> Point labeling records
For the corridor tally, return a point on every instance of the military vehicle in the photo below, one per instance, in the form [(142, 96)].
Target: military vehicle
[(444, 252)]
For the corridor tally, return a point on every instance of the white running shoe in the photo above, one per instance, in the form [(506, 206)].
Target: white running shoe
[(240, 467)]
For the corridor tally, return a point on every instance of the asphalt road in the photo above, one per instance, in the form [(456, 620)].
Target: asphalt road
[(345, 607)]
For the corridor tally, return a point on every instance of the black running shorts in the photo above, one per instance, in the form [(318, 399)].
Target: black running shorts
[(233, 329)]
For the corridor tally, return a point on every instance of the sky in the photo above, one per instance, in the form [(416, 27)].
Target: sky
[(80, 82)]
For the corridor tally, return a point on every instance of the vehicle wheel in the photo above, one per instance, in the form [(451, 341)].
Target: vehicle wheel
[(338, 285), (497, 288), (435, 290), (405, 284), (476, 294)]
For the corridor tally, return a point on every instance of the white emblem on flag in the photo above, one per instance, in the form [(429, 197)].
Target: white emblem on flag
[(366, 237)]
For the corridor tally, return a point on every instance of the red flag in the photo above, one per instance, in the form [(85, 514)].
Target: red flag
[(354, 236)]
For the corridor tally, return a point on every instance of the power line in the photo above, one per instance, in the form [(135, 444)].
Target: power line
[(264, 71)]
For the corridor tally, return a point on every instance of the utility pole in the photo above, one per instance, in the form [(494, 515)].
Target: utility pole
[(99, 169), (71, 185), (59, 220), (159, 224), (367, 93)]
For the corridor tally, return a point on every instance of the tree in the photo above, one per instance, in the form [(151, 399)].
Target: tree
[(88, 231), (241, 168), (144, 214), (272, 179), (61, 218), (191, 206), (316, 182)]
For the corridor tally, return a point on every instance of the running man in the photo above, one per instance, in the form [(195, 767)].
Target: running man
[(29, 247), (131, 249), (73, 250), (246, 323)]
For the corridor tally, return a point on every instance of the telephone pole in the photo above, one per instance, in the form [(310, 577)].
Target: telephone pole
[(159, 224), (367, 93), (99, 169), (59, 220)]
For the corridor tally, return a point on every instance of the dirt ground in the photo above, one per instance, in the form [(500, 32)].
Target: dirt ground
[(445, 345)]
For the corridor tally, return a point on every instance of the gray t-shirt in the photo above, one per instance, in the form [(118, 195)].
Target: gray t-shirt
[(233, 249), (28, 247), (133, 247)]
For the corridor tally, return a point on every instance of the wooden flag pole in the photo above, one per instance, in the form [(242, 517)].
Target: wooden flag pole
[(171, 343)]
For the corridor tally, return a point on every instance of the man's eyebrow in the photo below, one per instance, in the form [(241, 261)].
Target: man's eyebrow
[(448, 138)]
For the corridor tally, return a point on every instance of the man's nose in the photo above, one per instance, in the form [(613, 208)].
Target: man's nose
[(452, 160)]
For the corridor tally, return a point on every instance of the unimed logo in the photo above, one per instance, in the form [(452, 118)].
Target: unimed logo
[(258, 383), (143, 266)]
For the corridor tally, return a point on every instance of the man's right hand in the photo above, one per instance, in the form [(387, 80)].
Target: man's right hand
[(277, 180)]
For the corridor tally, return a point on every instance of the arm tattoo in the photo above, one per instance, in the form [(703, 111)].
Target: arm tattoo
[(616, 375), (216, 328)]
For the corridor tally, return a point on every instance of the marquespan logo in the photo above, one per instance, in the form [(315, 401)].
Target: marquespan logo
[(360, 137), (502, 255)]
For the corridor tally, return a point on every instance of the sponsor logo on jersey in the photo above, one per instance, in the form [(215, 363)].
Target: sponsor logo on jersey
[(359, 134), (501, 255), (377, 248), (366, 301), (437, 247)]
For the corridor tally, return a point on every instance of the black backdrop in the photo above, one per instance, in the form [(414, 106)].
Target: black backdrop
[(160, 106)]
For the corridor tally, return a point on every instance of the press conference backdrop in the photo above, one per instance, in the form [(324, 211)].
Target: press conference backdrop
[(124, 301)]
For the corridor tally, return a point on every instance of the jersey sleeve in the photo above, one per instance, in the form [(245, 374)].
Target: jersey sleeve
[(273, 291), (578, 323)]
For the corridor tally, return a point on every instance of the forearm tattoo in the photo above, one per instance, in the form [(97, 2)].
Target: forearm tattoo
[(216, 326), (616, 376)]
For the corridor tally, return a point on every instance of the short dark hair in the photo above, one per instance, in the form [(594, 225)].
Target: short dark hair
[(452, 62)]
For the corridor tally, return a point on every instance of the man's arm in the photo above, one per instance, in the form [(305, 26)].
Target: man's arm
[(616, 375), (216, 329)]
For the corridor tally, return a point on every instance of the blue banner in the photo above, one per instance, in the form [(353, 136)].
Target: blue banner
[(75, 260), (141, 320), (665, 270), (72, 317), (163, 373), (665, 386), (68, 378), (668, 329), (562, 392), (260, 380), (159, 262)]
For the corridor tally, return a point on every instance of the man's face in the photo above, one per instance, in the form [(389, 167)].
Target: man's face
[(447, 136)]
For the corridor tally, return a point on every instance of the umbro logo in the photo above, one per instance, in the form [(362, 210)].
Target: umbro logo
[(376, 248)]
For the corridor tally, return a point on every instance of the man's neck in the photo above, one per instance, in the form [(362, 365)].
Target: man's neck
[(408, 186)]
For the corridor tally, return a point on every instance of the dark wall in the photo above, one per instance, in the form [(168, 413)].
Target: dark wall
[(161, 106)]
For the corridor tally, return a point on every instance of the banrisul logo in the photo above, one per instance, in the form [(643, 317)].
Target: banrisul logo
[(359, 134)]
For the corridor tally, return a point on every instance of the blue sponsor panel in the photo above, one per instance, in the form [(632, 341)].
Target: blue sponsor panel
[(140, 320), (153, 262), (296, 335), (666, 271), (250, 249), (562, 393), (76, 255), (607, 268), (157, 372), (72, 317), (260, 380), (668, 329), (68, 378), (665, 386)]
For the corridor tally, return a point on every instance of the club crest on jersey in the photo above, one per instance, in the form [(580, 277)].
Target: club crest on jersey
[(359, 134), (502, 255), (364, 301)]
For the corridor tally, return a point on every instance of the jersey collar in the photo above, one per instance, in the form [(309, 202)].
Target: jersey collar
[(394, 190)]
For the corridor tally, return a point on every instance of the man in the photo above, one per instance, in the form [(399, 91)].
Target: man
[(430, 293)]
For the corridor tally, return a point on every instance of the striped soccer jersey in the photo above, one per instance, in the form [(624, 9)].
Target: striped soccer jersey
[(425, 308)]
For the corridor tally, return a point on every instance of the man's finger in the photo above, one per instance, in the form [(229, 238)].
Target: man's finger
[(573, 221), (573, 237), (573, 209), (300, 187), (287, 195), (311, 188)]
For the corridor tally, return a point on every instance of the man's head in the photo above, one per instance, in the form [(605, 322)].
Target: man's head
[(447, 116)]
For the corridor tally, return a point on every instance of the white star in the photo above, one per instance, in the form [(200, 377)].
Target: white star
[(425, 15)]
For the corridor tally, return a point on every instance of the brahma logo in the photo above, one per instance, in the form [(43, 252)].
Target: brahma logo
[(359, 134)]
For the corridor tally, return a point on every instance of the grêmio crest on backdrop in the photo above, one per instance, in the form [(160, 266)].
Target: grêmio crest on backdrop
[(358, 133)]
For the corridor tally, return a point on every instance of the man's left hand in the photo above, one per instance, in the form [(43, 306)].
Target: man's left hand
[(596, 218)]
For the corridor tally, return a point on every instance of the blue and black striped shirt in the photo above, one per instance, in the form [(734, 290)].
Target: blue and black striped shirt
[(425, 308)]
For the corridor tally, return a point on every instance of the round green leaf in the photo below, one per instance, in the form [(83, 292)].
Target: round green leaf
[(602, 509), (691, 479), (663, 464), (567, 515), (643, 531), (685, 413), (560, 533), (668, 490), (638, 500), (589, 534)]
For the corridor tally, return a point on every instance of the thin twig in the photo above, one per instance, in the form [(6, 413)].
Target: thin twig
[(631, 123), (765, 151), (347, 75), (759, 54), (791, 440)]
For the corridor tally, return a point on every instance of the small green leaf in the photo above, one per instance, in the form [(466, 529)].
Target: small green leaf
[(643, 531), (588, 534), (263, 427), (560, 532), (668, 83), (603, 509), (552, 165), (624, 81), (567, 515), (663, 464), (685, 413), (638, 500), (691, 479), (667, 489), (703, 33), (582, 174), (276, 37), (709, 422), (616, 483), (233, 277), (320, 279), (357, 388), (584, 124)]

> WORK TO BE COMPLETED
Reproduce the records in the stretch from the line containing "form [(416, 27)]." through the line containing "[(366, 237)]", both ends included, shifting every coordinate in the answers by adding 136 to each number. Leave all other text unchanged.

> RESPONSE TO THIS TASK
For the corridor tally, return a point on every instance of the sky in the photo above, one per instance, in the form [(416, 27)].
Target: sky
[(216, 218)]
For the corridor tally, return a point on every instance of the vehicle wheel in the photo above, one per instance, in the form [(451, 341)].
Target: vehicle wheel
[(474, 421), (633, 424), (571, 426), (541, 420), (612, 430)]
For the corridor tally, return a point on every instance of the white emblem on flag in the photo above, one per instance, in the form [(429, 197)].
Target: white emblem on flag
[(502, 373)]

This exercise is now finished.